> TASK TO COMPLETE
Copy out the listing below, keeping every character as is.

> WORKING DATA
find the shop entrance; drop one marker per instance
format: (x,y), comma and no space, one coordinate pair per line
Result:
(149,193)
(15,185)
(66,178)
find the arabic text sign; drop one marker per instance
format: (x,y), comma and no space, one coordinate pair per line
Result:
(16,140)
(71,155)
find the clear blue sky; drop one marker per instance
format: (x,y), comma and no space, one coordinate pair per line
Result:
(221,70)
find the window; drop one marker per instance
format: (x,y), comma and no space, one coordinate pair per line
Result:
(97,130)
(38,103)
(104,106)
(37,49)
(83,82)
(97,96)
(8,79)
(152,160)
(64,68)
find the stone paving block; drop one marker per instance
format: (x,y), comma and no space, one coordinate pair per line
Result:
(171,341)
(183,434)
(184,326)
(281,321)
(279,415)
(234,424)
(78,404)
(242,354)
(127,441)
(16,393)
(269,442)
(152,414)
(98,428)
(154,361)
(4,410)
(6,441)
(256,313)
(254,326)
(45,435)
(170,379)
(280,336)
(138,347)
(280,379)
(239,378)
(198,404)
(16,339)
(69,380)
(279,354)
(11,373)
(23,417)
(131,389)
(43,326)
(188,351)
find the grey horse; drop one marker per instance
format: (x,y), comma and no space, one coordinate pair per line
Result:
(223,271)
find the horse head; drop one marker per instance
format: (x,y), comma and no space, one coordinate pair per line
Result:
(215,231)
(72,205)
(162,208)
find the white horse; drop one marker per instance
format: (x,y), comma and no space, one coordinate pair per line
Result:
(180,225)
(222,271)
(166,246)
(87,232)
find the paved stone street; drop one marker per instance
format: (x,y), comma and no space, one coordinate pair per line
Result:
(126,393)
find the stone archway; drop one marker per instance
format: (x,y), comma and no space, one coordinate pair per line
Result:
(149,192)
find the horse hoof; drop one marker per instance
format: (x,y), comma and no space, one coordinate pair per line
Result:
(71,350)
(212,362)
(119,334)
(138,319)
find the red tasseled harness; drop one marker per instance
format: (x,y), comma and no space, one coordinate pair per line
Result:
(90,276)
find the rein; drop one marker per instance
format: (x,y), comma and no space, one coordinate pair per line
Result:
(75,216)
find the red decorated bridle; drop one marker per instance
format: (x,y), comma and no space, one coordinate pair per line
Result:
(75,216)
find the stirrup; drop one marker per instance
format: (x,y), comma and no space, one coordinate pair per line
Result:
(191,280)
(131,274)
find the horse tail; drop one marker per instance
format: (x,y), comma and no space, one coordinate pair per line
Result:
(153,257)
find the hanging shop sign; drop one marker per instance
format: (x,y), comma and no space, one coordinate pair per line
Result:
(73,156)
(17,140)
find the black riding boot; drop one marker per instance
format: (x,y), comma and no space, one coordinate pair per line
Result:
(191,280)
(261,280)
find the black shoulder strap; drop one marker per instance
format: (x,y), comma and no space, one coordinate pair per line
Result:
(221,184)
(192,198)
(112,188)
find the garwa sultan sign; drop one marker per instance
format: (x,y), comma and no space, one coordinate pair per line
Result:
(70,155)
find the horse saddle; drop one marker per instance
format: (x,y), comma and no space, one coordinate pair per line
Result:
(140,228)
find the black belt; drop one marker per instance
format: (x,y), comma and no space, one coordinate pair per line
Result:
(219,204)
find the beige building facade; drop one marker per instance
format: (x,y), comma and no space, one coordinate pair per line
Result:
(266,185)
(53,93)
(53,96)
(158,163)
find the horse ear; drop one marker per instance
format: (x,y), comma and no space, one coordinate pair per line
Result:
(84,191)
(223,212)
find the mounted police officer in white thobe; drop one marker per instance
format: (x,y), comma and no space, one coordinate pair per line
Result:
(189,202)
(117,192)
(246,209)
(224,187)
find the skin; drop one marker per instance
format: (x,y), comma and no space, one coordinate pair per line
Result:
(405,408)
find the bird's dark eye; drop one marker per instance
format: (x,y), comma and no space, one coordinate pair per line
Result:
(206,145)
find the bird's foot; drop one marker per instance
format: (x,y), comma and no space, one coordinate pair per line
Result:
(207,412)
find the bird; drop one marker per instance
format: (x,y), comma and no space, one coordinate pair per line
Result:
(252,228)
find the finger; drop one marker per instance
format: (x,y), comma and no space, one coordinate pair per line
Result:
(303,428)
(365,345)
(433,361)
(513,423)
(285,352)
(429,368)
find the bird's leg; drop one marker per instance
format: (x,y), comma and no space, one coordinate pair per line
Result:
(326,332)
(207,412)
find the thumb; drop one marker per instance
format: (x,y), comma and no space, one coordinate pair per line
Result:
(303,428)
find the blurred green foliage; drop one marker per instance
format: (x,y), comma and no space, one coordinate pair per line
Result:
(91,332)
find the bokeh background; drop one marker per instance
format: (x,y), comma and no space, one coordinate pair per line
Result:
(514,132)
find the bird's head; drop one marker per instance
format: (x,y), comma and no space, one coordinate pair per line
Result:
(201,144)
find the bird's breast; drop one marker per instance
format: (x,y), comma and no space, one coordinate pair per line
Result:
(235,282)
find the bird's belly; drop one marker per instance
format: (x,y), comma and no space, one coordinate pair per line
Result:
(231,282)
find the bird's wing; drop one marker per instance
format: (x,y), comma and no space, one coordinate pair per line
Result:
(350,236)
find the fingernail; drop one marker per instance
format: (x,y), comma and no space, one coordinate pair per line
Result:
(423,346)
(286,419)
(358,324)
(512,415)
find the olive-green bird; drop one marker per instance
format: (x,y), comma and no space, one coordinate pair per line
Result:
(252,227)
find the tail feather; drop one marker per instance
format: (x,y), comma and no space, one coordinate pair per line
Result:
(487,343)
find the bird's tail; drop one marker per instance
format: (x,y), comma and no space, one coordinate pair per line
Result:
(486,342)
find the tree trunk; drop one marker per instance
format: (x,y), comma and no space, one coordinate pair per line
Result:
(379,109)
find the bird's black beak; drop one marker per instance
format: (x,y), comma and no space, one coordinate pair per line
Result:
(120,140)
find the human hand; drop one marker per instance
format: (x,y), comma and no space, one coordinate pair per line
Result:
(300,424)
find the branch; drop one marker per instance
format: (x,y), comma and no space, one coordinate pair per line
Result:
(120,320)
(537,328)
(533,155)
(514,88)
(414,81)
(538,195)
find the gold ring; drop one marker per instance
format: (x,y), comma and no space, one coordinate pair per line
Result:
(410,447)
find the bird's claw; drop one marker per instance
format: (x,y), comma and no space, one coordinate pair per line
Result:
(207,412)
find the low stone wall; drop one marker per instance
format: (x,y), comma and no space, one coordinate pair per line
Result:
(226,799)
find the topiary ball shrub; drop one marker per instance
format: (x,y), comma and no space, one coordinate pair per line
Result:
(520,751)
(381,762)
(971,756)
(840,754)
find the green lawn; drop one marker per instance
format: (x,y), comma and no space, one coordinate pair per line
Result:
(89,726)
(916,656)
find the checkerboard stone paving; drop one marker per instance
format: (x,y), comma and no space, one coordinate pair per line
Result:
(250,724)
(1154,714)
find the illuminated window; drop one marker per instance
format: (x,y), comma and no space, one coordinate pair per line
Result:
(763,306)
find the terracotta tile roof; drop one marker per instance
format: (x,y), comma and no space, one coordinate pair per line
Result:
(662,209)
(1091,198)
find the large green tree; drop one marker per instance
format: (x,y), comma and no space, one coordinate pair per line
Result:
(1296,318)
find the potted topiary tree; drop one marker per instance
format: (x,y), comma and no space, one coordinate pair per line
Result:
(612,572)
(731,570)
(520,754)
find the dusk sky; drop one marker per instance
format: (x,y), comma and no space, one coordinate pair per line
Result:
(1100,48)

> TASK RESULT
find the shop entrance; drop one marker per instance
format: (x,y), comma and no space, one coordinate pair per line
Result:
(149,193)
(15,185)
(66,178)
find the arabic text sign; drop one marker per instance
format: (x,y), comma and no space, one coordinate pair per line
Result:
(16,140)
(71,155)
find the clear blue sky; drop one marker per instance
format: (x,y), comma and no space, one coordinate pair per line
Result:
(221,70)
find the window; drop one marker per instance
format: (x,y), comma and no space, one coordinate pair per line
Result:
(97,130)
(38,103)
(104,106)
(37,49)
(83,82)
(97,96)
(8,79)
(152,160)
(64,68)
find the stone paving block; drop one marker per instance
format: (x,y), comma and no space, one coordinate pair per line
Result:
(171,341)
(183,434)
(184,326)
(281,321)
(279,415)
(234,424)
(78,404)
(242,354)
(127,441)
(16,393)
(269,442)
(152,414)
(98,428)
(154,361)
(4,410)
(6,441)
(256,313)
(254,326)
(45,435)
(170,379)
(280,336)
(138,347)
(280,379)
(239,378)
(198,404)
(16,339)
(69,380)
(279,354)
(11,373)
(23,417)
(131,389)
(43,326)
(188,351)
find the grey horse; drop one marker per instance
format: (x,y), comma and no space, one coordinate pair per line
Result:
(223,271)
find the horse head; drop one marker per instance
format: (x,y), comma and no space, one coordinate pair per line
Result:
(215,231)
(72,205)
(162,208)
find the white horse; drop one marker per instance
format: (x,y), comma and no space, one coordinate pair per line
Result:
(180,225)
(222,271)
(166,246)
(87,232)
find the paved stone street; drop one marker per instance
format: (x,y), comma and no space, one coordinate pair per line
Result:
(126,393)
find the stone archway; drop one marker per instance
format: (x,y), comma and no space, one coordinate pair per line
Result:
(149,192)
find the horse hoof; drop one marker per instance
format: (x,y), comma and no space, one coordinate pair per line
Result:
(71,350)
(212,362)
(119,334)
(138,319)
find the red tasseled harness; drop one marker per instance
format: (x,y), comma and no space, one coordinate pair per line
Result:
(90,276)
find the rein; drop one marker per instance
format: (x,y), comma and no space, one coordinate pair per line
Result:
(75,216)
find the red decorated bridle; drop one marker per instance
format: (x,y), comma and no space, one coordinate pair per line
Result:
(75,216)
find the stirrup; drop one marker per instance
format: (x,y), comma and no space, one coordinate pair per line
Result:
(191,280)
(131,274)
find the horse tail; drop one marker per instance
format: (x,y), comma and no space, one coordinate pair per line
Result:
(153,257)
find the hanging shop sign; drop one marker per instance
format: (x,y), comma and no space, one coordinate pair per line
Result:
(73,156)
(17,140)
find the black riding boot; drop one marker per instance
format: (x,y), comma and no space, one coordinate pair per line
Result:
(191,280)
(261,280)
find the black shoulder strap; drop one marker per instance
format: (x,y), comma and no space, one coordinate pair per line
Result:
(221,184)
(192,198)
(112,188)
find the garwa sultan sign; drop one marker per instance
format: (x,y), comma and no space, one coordinate pair per line
Result:
(70,155)
find the horse saddle; drop one marker per instance
format: (x,y), comma and no space, one coordinate pair per line
Result:
(140,228)
find the black belt; drop one marker per instance
format: (x,y), comma and no space, one coordinate pair per line
Result:
(219,204)
find the beige building facade; drop one marker per instance
format: (x,y), comma and no space, one coordinate pair per line
Result:
(266,185)
(53,93)
(53,96)
(158,163)
find the horse ear; drop one marker per instance
format: (x,y), comma and no space, one coordinate pair per line
Result:
(84,191)
(223,212)
find the mounted police officer in white thobe; drop one marker per instance
format: (x,y), comma and no space, one coordinate pair per line
Result:
(189,202)
(117,192)
(246,209)
(224,187)
find the skin; drop one marker per instance
format: (x,y), comma and no space, one coordinate pair per line
Result:
(405,408)
find the bird's dark eye; drop one marker per instance
format: (x,y), comma and no space, one coordinate pair per line
Result:
(206,145)
find the bird's foot; drop one marker per instance
format: (x,y), comma and no space, one coordinate pair per line
Result:
(207,412)
find the bird; drop one marker per instance
format: (x,y), comma and no space, one coordinate pair per line
Result:
(252,228)
find the finger; drop one marker per instance
format: (x,y), comma and no space, one coordinate pair per line
Result:
(303,428)
(365,345)
(433,361)
(513,423)
(285,352)
(429,368)
find the bird's leg; drop one marker per instance
format: (x,y), comma and no space, one coordinate pair per line
Result:
(326,332)
(207,412)
find the thumb; drop one marker per instance
format: (x,y), comma and no space, one coordinate pair per line
Result:
(303,428)
find the blurred green foliage; drop one marker per instance
format: (x,y), comma and no space, one coordinate pair per line
Result:
(91,332)
find the bokeh background; drop one marker per instance
format: (x,y), comma and no space, one coordinate pair per line
Result:
(514,132)
find the bird's head; drop one marker per instance
format: (x,y), comma and no space, one coordinate pair per line
Result:
(201,144)
find the bird's breast; drop one marker per instance
format: (x,y), comma and no space, one coordinate pair per line
Result:
(235,282)
find the bird's belly; drop one marker per instance
format: (x,y), comma and no space, one coordinate pair per line
Result:
(231,282)
find the bird's wing; drop one marker per instance
format: (x,y), comma and no space, one coordinate pair per line
Result:
(350,236)
find the fingernail; drop one marker per instance
format: (x,y), comma and no space, one coordinate pair per line
Result:
(423,346)
(286,419)
(358,324)
(512,415)
find the olive-green bird; drop one marker per instance
format: (x,y), comma and no space, one coordinate pair per line
Result:
(252,227)
find the tail feather; drop one marker per instance
format: (x,y), comma and no space, one coordinate pair per line
Result:
(487,343)
find the bird's tail; drop one marker per instance
format: (x,y), comma and no space, one coordinate pair per line
Result:
(486,342)
find the tree trunk; drop one marker per instance
format: (x,y), comma and no space, one coordinate pair per line
Result:
(379,109)
find the bird's black beak; drop one marker per instance
format: (x,y), comma and no space, one coordinate pair per line
Result:
(120,140)
find the human hand; drop one marker per instance
format: (x,y), comma and no space, one coordinate pair per line
Result:
(300,424)
find the branch; drop one marker per instance
format: (x,y), comma and no space, one coordinate pair per line
Result:
(120,320)
(537,328)
(533,155)
(514,88)
(414,81)
(538,195)
find the gold ring; drop one marker per instance
format: (x,y), comma and no space, one coordinate pair per line
Result:
(410,447)
find the bird's claw; drop one marker per instance
format: (x,y), comma and no space, one coordinate pair per line
Result:
(207,412)
find the low stone wall; drop one marker per instance
format: (x,y), comma and no space, one coordinate pair per line
Result:
(226,799)
find the topiary ball shrub; drop one marker per instance
format: (x,y), comma and no space, one coordinate pair per line
Result:
(520,751)
(381,762)
(971,756)
(840,754)
find the green lawn; drop one marker per instance
format: (x,y), comma and no space, one coordinate pair per line
Result:
(89,726)
(916,656)
find the checkerboard stone paving; drop one marker per instance
format: (x,y), comma and no space, one coordinate pair per line
Result:
(250,724)
(1154,714)
find the illuminated window; drop one marker per instance
format: (x,y), comma and no space, one coordinate pair per line
Result:
(763,306)
find the terracotta tile roof; drop one marker per instance
format: (x,y), comma and no space, one coordinate pair per line
Result:
(662,209)
(1091,198)
find the large green tree; drop one marker per instance
format: (x,y), comma and no space, one coordinate pair per line
Result:
(1296,318)
find the potted topiary tree; drop one marker per instance
format: (x,y), comma and no space, one coordinate pair per line
Result:
(612,572)
(731,570)
(520,754)
find the dusk sky; drop one marker per instance
format: (x,y), comma and no space, one coordinate pair per line
Result:
(1100,48)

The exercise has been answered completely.